Detection annotation records:
^^^^^^^^^^^^^^^^

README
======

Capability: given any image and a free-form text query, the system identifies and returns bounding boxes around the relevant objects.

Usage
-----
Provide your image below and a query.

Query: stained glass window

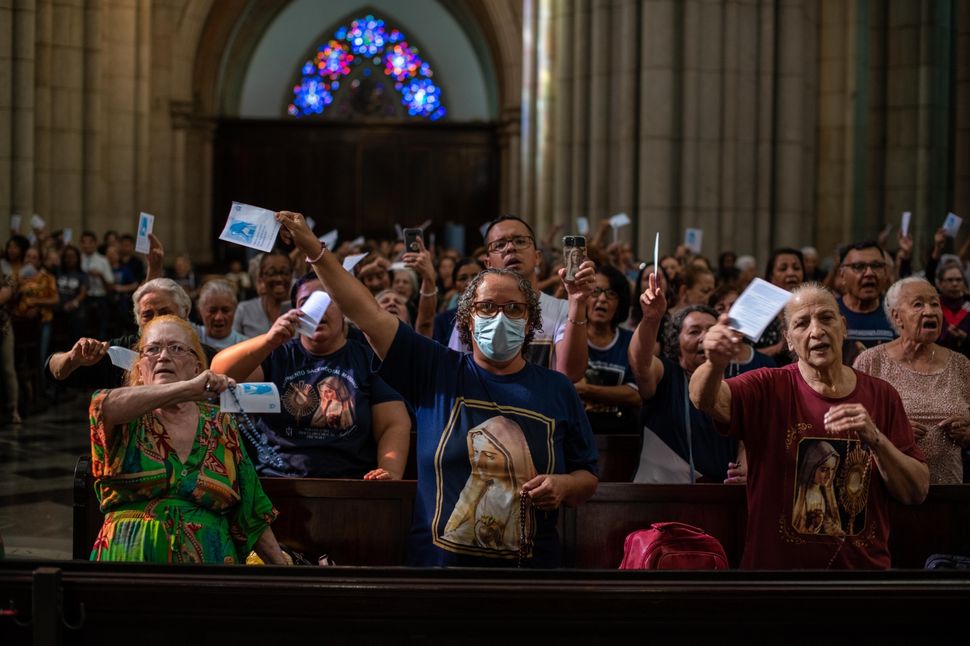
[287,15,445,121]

^^^^^^^^^^^^^^^^

◆ What you are asked to do: Arrange the lines of all the items above as a JSON list of strings, one string per line, with blank lines omitted. Leave the pictures out of the answer.

◆ Exercise answer:
[
  "README",
  "======",
  "Capability: given any image and a free-form text query, the system identifies and returns bounding boxes around the relevant objects.",
  "Usage",
  "-----",
  "Provide your image below and a query.",
  "Query: stained glass window",
  "[287,15,445,121]"
]